WRITTEN TASKS:
(a) In the road trip account, who platted the village named after Mabel, and in what year?
(b) Pick up the road trip account after its final sentence and keep writing in the same first-person voice.

TEXT SEGMENT:
-------

The road rolls, rising and dipping obstructing a driver’s view of what’s ahead and as I come over a hill I’m startled by a horse drawn carriage approaching from over the next rise.
This is where I decide to go below the speed limit. I don’t feel like calling Cora from a small town jailhouse to tell her that I’ve been arrested for splattering an Amish carriage and its occupants just out for a ride, and an innocent horse just doing its job.
I pass by a group of Amish children walking to school. They’re dressed in the traditional Amish garb, a throwback to another century, yet each child carries the incongruity of a modern plastic lunch box.
I would love to pull over and take photos but I’m not sure about the protocol for photographing the Amish. And I’m certainly not going to photograph someone’s kids.
At Harmony, U.S. 52 swoops east.
Tiny Canton, population 346. Off to the left is ZZ’s Tap, a little tavern that’s nothing more than a modest white slat building with a rusted tin roof.
A water tower with CANTON emblazoned on the tank, dominates an old tin roofed brick building that houses a shop advertising antiques, jewelry, gifts, coffee and books. At the corner of Main and Canton Streets is the Canton Car Wash and Laundromat where, with enough quarters, you can kill two birds with one stone.
Just east of Canton I continue east on State 44 while 52 turns south.
I skirt the northern boundary of another little town with a population of 749. In 1880, a railroad engineer named Frank Adams platted this village and named it after his daughter, Mabel.
At Spring Grove, I turn right on 4th Avenue just before Red’s IGA Grocery Store.
The Independent Grocers Alliance, founded in 1926 is a franchise of independent and family owned grocery stores, a small town thing, a good thing that allows the independents to survive in the face of the corporate giants.
You don’t see many IGA stores in the Bay Area. I haven’t seen one since I was a child. For me, Reds is a throwback, a distant memory.
Eitzen, population 249, named by the town’s early settlers after their mother city back in the “old country” – Germany.
At New Albin I’ve crossed into Iowa and hit the Mississippi River. From here it’s an eleven mile southbound wind along the Mississippi shoreline to Lansing.
This afternoon has been a journey of tiny taverns, imposing brick Lutheran Churches, tall spired white Baptist Churches, silos, farms, fields, coffee shops, and all of the independent businesses that serve these communities. It isn’t unlike most of the previous eleven days and I’ll bank that the next four weeks or so won’t be much different.

-------

DATA EXTRACT:
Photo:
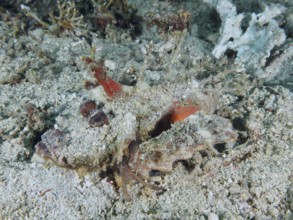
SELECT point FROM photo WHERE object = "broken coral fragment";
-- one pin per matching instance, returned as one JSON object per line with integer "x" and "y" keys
{"x": 254, "y": 44}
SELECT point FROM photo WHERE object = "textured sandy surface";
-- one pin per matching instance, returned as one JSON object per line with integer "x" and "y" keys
{"x": 42, "y": 86}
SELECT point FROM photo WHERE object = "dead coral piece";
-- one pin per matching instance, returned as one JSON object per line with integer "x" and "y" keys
{"x": 68, "y": 20}
{"x": 117, "y": 13}
{"x": 98, "y": 119}
{"x": 51, "y": 146}
{"x": 169, "y": 22}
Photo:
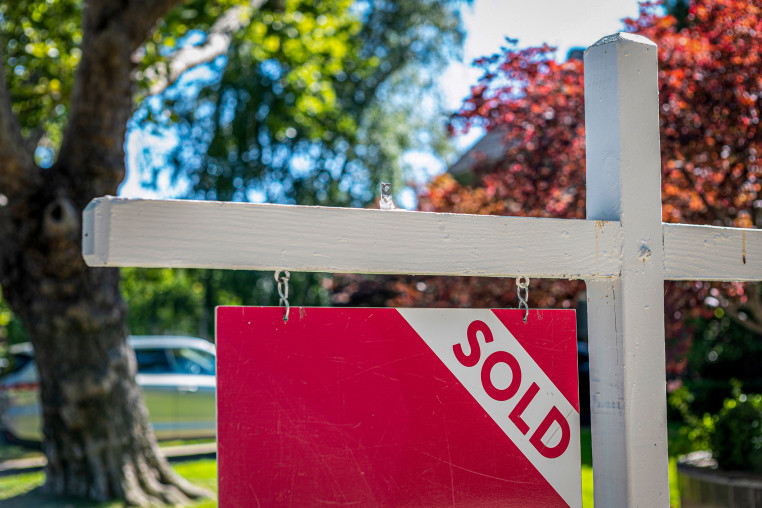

-------

ANSWERS TO THE TASKS:
(a) A railroad engineer named Frank Adams platted it in 1880.

(b)
With the exception of what you might find at a filling station or a travel center, chain operations have been non-existent. Ronald the clown, the chicken colonel, Wendy and the king don’t reside here. Since leaving Austin, eighty miles ago I haven’t seen a single fat vat.
And Starbucks? Starbucks doesn’t deign to come out to small town rural Middle America. Maybe it’s because out here people would rather have real coffee than a sickly sweet, whipped cream topped thing. But that isn’t it. Rural, small town America doesn’t interest fast food corporations. This place doesn’t fit the business plan and rural, small town America is a better place for that.
In twelve days I’ve passed through dozens of towns with populations of less than 500, some with fewer than 100. Back home I’d have to travel a good 200 miles before hitting something that small.
Between those small towns I’ve driven past fields and farms, a charming canvas of agrarian beauty.
Brilliant yellow and green soybean fields under a sky puffed with bulging white clouds. At times the sky seems so brilliantly blue that it challenges every notion of blue you’ve ever had. How can anything be so damned blue?
And the clouds? So low that it seems like I could stick my hand up and see it disappear.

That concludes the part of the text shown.